What Is Mobile Banking?

The broadest definition of mobile banking refers to any banking activities conducted on a cell phone. Common functions of mobile banking include receiving text alerts for fraudulent activities, accessing your account via the bank’s app, and using the bank’s website on your mobile device.

Mobile Banking vs. Online Banking

Mobile banking and online banking both use the internet to access banking information, and most banks offer similar services via both (e.g. online bill pay, transferring funds, checking balances).

You can conduct online banking on your desktop, laptop, tablet, or phone. However, mobile banking only occurs when you access your account information on your tablet or phone, and it’s usually through a specially-designed mobile app.

How Mobile Banking Works

At its most basic, mobile banking is a text-based service. Users sign up for text-based interactions with their bank and receive a guide regarding the ‘commands’ they can text to conduct banking transactions. The most common commands include BAL (i.e. obtain account balance), TRA (i.e. transfer funds between accounts), and ACT (i.e. see account activity).

Banks also offer mobile access to their online banking. This is a version of online banking, but it’s only available on your phone. Banks must have a mobile-enabled website for this to work or users will find it difficult to submit any transactions.

The latest and most robust mobile banking option is a mobile banking app. Rather than logging in through a website, bank members can use the bank’s app instead. Most apps require two-factor authentication for safety purposes and offer additional services including:

  • Mobile check deposits (ie. taking a picture of your check and depositing it remotely)

  • Electronic money transfers between accounts

  • Bill pay

  • Viewing account balances

Mobile Banking Examples

Though every bank has different terms and conditions, here are a few common examples of mobile banking:

Example of Mobile Banking #1

You’re at the store and something catches your eye, but you aren’t sure whether you have enough funds in your bank account to cover the purchase. You log into your bank’s mobile app and – from the dashboard – you can check your account balance and decide whether you can afford the item.

Example of Mobile Banking #2

Your best friend pays you back for lunch via a check because she doesn’t have mobile banking. You don’t have the time to make a special trip to the bank, so you log into your bank’s mobile app. From the dashboard, you click ‘mobile deposit’ and take a picture of the front and back of the check. The sum will be deposited into your account according to your bank’s schedule – without going to a branch office.

- SET EXERCISE A
Output the records as a Markdown table with the columns "No." and "Line", omitting blank lines. Start with the line containing "Locate the desk leg" and go on through the last line of the records.
The mobile banking article and the records that follow it are unrelated material.

- Records from a dataset
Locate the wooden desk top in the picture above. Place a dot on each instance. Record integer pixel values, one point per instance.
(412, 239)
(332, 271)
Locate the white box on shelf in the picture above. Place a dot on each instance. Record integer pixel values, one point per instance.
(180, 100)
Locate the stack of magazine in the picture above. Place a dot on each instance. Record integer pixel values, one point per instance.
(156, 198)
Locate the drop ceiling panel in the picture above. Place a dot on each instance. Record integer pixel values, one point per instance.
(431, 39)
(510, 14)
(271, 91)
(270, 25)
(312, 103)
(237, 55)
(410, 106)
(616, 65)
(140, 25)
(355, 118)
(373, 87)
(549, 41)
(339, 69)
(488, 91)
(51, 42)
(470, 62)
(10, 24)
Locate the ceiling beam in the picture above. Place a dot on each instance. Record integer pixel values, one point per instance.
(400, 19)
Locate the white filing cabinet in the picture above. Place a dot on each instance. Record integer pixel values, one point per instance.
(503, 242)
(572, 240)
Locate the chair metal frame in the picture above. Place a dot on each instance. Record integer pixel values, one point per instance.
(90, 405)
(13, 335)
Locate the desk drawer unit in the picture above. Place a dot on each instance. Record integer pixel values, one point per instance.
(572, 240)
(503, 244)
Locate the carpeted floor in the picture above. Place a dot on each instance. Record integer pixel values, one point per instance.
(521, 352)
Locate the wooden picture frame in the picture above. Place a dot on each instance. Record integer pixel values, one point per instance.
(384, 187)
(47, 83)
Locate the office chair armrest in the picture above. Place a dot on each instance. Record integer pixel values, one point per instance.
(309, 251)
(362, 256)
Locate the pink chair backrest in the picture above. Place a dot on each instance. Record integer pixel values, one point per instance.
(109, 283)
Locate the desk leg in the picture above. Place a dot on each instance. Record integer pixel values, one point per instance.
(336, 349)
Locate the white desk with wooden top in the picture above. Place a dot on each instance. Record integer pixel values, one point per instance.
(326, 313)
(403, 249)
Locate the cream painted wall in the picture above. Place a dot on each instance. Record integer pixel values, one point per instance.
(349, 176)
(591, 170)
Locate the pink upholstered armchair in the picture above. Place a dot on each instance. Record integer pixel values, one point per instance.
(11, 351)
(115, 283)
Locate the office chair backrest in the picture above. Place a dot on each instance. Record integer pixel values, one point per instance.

- SET EXERCISE B
Edit the passage of the mobile banking article starting with "What Is Mobile" and going on through "specially-designed mobile app.", changing "tablet" to "smartwatch", and give the revised passage in full.

- CORRECT ANSWER A
| No. | Line |
|---|---|
| 1 | Locate the desk leg in the picture above. Place a dot on each instance. Record integer pixel values, one point per instance. |
| 2 | (336, 349) |
| 3 | Locate the white desk with wooden top in the picture above. Place a dot on each instance. Record integer pixel values, one point per instance. |
| 4 | (326, 313) |
| 5 | (403, 249) |
| 6 | Locate the cream painted wall in the picture above. Place a dot on each instance. Record integer pixel values, one point per instance. |
| 7 | (349, 176) |
| 8 | (591, 170) |
| 9 | Locate the pink upholstered armchair in the picture above. Place a dot on each instance. Record integer pixel values, one point per instance. |
| 10 | (11, 351) |
| 11 | (115, 283) |
| 12 | Locate the office chair backrest in the picture above. Place a dot on each instance. Record integer pixel values, one point per instance. |

- CORRECT ANSWER B
What Is Mobile Banking?

The broadest definition of mobile banking refers to any banking activities conducted on a cell phone. Common functions of mobile banking include receiving text alerts for fraudulent activities, accessing your account via the bank’s app, and using the bank’s website on your mobile device.

Mobile Banking vs. Online Banking

Mobile banking and online banking both use the internet to access banking information, and most banks offer similar services via both (e.g. online bill pay, transferring funds, checking balances).

You can conduct online banking on your desktop, laptop, smartwatch, or phone. However, mobile banking only occurs when you access your account information on your smartwatch or phone, and it’s usually through a specially-designed mobile app.